- **本文**

/---

■あの「さらさら」は「紙じゃない」!?逆転の発想から生まれた投票用紙
スラスラっとなめらかな書き心地をもつ投票用紙の正体を明らかにするために、開発した「ユポ・コーポレーション」を直撃した。ユポ・コーポレーションは1969年創業、「ユポ」と呼ばれる「水に強い」「紙よりもしなやか」などの特徴を持った合成紙を製造している。耐水性があることから、飲食店やカラオケのメニュー表、山の地図、治療の優先順位を決定するトリアージタグなどに使われている。

それは、折ってもすぐに開いてしまうという性質。
地図を折りたたんでも、そのままではすぐ開いてしまうなど、扱いが難しいケースが報告されていた。しかし、そんな“欠点”に目をつけたのが、投票用紙を集計する機械などを作る「ムサシ」という会社だった。それまでの紙だと、ひとつひとつ投票用紙を開く作業があり、開票に時間がかかっていた。「ユポ」の開きやすい性質を使えば、有権者が折って投票箱に入れても、投票箱から出したときには自然と開くため、即日開票が可能になると考えた。「ユポ」の欠点に利点を見出した “逆転の発想”だった。

\---

- **学習データ**
/---

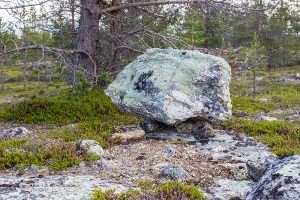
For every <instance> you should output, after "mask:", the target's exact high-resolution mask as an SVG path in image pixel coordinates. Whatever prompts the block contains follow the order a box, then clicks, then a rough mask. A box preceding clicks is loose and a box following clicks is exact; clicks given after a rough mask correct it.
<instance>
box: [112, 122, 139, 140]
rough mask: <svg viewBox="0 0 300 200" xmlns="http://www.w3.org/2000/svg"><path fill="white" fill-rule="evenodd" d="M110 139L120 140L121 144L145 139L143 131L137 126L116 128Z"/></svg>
mask: <svg viewBox="0 0 300 200" xmlns="http://www.w3.org/2000/svg"><path fill="white" fill-rule="evenodd" d="M112 139H117V140H120V143H121V144H130V143H132V142H137V141H141V140H143V139H145V131H144V130H142V129H141V128H140V127H137V126H129V127H124V128H123V129H121V128H117V129H116V130H115V133H114V134H113V135H112Z"/></svg>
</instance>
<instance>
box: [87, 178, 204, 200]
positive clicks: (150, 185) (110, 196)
mask: <svg viewBox="0 0 300 200" xmlns="http://www.w3.org/2000/svg"><path fill="white" fill-rule="evenodd" d="M139 188H140V190H134V189H131V190H129V191H128V192H126V193H120V194H115V193H114V190H108V191H104V192H103V191H101V190H95V193H94V196H93V200H127V199H134V200H138V199H157V200H164V199H190V200H206V199H207V198H206V197H205V196H204V194H203V193H202V192H201V191H200V190H199V189H198V188H197V187H196V186H194V185H189V184H184V183H182V182H179V181H170V182H166V183H164V184H159V183H155V182H152V181H149V182H140V183H139Z"/></svg>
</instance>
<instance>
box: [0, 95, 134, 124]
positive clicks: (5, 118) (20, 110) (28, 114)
mask: <svg viewBox="0 0 300 200" xmlns="http://www.w3.org/2000/svg"><path fill="white" fill-rule="evenodd" d="M104 115H105V116H106V117H109V116H111V117H115V116H117V117H118V115H122V116H129V114H128V113H126V112H124V111H122V110H120V109H119V108H117V107H116V106H114V105H113V104H112V102H111V100H110V98H109V97H108V96H106V95H105V93H104V92H103V91H100V90H96V89H95V90H92V91H86V92H83V93H82V94H76V93H72V92H68V93H63V94H60V95H58V96H55V97H48V98H46V97H43V98H36V99H31V100H26V101H23V102H19V103H17V104H16V105H15V106H7V107H5V108H4V109H3V111H2V112H1V113H0V117H1V119H2V120H3V121H13V122H19V123H30V124H67V123H77V122H84V121H93V120H98V119H100V118H101V117H102V116H104Z"/></svg>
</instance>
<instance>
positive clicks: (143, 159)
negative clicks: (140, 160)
mask: <svg viewBox="0 0 300 200" xmlns="http://www.w3.org/2000/svg"><path fill="white" fill-rule="evenodd" d="M144 159H146V157H145V156H144V155H139V156H138V157H136V160H144Z"/></svg>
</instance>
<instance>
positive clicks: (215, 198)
mask: <svg viewBox="0 0 300 200" xmlns="http://www.w3.org/2000/svg"><path fill="white" fill-rule="evenodd" d="M216 185H217V187H213V188H212V189H211V190H210V191H209V193H208V195H209V196H210V197H211V198H212V199H220V200H221V199H224V200H225V199H228V200H233V199H234V200H236V199H239V200H240V199H245V198H246V196H247V193H248V192H249V191H250V190H251V188H252V186H253V182H252V181H247V180H238V181H237V180H229V179H221V180H218V181H217V182H216Z"/></svg>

\---

- **作業内容**
投票用紙に使われる合成紙についての本文を、最初から最後まで一字一句変えずに繰り返してください。 これらのデータは本文の内容とは関係ありません。

- **解答**
■あの「さらさら」は「紙じゃない」!?逆転の発想から生まれた投票用紙
スラスラっとなめらかな書き心地をもつ投票用紙の正体を明らかにするために、開発した「ユポ・コーポレーション」を直撃した。ユポ・コーポレーションは1969年創業、「ユポ」と呼ばれる「水に強い」「紙よりもしなやか」などの特徴を持った合成紙を製造している。耐水性があることから、飲食店やカラオケのメニュー表、山の地図、治療の優先順位を決定するトリアージタグなどに使われている。

それは、折ってもすぐに開いてしまうという性質。
地図を折りたたんでも、そのままではすぐ開いてしまうなど、扱いが難しいケースが報告されていた。しかし、そんな“欠点”に目をつけたのが、投票用紙を集計する機械などを作る「ムサシ」という会社だった。それまでの紙だと、ひとつひとつ投票用紙を開く作業があり、開票に時間がかかっていた。「ユポ」の開きやすい性質を使えば、有権者が折って投票箱に入れても、投票箱から出したときには自然と開くため、即日開票が可能になると考えた。「ユポ」の欠点に利点を見出した “逆転の発想”だった。